Given information START

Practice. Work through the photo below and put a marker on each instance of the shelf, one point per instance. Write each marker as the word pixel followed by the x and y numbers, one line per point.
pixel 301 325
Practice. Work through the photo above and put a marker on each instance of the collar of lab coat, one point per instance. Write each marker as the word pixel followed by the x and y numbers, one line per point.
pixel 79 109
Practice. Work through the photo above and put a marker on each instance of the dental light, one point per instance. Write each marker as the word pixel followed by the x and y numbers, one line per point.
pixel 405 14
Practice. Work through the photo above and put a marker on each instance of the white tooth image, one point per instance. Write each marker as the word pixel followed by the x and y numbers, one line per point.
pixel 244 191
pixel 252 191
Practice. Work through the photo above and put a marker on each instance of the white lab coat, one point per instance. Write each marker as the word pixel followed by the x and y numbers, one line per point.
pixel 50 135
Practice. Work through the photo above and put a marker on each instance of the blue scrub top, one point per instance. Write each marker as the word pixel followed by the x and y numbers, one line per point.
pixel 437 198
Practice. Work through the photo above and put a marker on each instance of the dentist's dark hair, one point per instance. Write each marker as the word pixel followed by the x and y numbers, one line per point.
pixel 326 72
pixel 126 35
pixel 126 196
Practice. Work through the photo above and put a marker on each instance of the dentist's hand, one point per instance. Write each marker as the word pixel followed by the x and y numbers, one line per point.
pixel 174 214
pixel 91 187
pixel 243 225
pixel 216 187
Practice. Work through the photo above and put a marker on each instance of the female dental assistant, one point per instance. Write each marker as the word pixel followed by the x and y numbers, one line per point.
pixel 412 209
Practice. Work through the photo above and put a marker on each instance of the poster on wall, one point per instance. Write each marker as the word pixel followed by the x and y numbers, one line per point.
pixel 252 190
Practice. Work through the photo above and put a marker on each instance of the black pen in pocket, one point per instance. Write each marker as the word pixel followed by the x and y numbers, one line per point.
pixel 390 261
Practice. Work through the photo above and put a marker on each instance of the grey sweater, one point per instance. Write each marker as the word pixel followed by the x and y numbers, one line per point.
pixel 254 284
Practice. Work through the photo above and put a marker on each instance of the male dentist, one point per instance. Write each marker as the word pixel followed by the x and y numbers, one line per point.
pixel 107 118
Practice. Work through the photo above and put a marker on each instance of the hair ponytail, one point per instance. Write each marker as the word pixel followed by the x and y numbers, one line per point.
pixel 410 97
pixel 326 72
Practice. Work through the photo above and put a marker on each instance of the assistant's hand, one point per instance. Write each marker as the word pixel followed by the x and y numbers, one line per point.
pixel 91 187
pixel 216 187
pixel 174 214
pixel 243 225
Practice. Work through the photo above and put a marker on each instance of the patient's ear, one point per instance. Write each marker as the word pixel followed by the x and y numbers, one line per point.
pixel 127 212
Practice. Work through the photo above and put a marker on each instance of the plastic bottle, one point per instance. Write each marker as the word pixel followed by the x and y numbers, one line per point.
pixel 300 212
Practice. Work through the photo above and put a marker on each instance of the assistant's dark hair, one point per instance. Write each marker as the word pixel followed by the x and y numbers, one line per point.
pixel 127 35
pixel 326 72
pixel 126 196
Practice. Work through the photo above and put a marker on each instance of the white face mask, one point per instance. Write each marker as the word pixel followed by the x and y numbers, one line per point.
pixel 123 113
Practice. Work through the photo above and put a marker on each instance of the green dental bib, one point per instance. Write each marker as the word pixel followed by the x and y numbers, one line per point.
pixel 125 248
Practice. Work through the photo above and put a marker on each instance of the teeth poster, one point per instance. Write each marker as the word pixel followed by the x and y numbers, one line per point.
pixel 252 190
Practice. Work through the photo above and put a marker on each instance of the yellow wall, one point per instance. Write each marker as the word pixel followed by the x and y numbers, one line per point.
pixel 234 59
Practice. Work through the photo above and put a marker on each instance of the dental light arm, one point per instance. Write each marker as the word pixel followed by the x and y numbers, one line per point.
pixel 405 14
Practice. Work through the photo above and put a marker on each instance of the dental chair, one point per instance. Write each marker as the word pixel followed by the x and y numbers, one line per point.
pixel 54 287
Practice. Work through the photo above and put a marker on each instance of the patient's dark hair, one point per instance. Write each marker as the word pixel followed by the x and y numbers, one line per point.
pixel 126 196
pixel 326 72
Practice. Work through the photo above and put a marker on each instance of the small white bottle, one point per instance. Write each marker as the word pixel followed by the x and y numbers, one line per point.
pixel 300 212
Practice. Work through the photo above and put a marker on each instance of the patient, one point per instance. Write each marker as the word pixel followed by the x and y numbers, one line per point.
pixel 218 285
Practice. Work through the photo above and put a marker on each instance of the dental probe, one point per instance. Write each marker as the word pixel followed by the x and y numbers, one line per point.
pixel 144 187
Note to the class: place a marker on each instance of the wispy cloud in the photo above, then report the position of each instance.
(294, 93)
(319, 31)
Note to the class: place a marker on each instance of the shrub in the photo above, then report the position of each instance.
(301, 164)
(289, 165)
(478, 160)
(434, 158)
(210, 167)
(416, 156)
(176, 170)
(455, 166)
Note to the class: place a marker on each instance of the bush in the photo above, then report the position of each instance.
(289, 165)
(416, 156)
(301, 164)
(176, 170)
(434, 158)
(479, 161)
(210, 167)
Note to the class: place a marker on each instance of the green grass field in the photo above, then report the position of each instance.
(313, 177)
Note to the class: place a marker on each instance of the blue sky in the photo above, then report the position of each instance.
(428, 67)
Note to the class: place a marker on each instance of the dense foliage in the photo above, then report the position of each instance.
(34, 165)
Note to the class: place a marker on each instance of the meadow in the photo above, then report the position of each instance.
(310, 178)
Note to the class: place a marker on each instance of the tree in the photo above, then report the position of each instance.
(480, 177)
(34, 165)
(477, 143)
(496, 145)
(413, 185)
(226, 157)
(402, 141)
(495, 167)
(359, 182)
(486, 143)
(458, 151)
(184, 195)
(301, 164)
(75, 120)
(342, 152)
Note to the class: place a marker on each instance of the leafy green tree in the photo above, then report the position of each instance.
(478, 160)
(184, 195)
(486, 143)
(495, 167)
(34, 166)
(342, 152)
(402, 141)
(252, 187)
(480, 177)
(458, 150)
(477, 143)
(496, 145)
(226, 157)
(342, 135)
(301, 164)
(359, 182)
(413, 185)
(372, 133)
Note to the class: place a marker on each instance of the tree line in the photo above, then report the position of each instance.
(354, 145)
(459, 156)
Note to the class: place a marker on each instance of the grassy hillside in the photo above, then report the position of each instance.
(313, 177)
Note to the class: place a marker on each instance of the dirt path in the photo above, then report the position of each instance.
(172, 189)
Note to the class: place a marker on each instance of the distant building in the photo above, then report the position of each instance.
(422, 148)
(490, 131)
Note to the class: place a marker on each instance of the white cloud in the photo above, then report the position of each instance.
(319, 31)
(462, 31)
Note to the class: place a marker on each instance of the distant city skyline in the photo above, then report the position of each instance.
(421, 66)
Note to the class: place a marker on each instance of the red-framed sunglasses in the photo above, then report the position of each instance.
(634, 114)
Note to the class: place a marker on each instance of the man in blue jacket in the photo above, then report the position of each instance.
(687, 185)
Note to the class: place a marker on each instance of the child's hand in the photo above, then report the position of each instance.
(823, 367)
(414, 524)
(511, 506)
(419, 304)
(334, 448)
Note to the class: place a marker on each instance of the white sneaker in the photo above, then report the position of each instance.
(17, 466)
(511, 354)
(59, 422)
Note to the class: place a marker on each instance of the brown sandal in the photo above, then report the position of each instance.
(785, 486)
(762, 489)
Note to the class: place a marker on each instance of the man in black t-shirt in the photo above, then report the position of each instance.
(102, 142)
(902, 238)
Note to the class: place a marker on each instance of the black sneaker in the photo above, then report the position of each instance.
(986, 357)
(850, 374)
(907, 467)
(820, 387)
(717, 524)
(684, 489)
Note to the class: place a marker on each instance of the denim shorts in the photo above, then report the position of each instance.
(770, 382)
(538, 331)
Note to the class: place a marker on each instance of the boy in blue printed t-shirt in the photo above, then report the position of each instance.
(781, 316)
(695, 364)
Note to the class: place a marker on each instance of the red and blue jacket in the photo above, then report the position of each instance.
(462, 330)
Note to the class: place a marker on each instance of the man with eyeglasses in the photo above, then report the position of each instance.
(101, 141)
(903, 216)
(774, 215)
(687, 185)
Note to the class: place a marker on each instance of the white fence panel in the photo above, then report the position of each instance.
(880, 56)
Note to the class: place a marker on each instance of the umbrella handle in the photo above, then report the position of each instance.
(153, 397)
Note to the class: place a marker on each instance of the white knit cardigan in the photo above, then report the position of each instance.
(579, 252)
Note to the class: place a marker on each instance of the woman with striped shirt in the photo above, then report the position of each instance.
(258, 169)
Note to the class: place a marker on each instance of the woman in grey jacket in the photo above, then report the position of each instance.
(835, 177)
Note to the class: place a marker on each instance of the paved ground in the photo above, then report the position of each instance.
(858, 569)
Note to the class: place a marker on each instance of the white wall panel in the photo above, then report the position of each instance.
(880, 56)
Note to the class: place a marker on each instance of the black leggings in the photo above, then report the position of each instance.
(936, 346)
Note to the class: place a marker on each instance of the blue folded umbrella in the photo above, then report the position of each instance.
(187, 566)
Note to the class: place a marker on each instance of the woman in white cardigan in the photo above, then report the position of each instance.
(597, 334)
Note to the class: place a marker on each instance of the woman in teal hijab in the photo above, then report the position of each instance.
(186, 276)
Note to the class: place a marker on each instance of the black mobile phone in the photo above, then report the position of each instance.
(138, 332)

Given information END

### [Requirement]
Repeat exactly, and only, the lines from the line with "woman in teal" through the end of the listing above, both ends included.

### [Solution to the problem]
Note to the class: place a marker on each instance of the woman in teal hijab in the photo above, then report the position of each instance.
(186, 276)
Note to the class: place a marker on each instance of the black mobile phone in the photo above, then report the position of each instance.
(138, 332)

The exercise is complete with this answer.